Saved entries:
◆ ◆ ◆
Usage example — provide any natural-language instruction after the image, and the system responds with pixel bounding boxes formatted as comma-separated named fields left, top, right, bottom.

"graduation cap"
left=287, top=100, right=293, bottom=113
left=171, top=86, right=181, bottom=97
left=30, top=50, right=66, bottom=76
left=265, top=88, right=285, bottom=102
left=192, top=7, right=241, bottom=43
◆ ◆ ◆
TASK BRIEF: The required output is the full set of entries, reproduced verbatim.

RESULT OF THIS EXERCISE:
Usage example — provide any natural-language instruction after the image, and the system responds with pixel bounding boxes formatted as comma-separated named fields left, top, right, bottom.

"graduation cap"
left=287, top=100, right=293, bottom=113
left=171, top=86, right=181, bottom=97
left=30, top=50, right=66, bottom=76
left=265, top=88, right=285, bottom=102
left=192, top=7, right=241, bottom=43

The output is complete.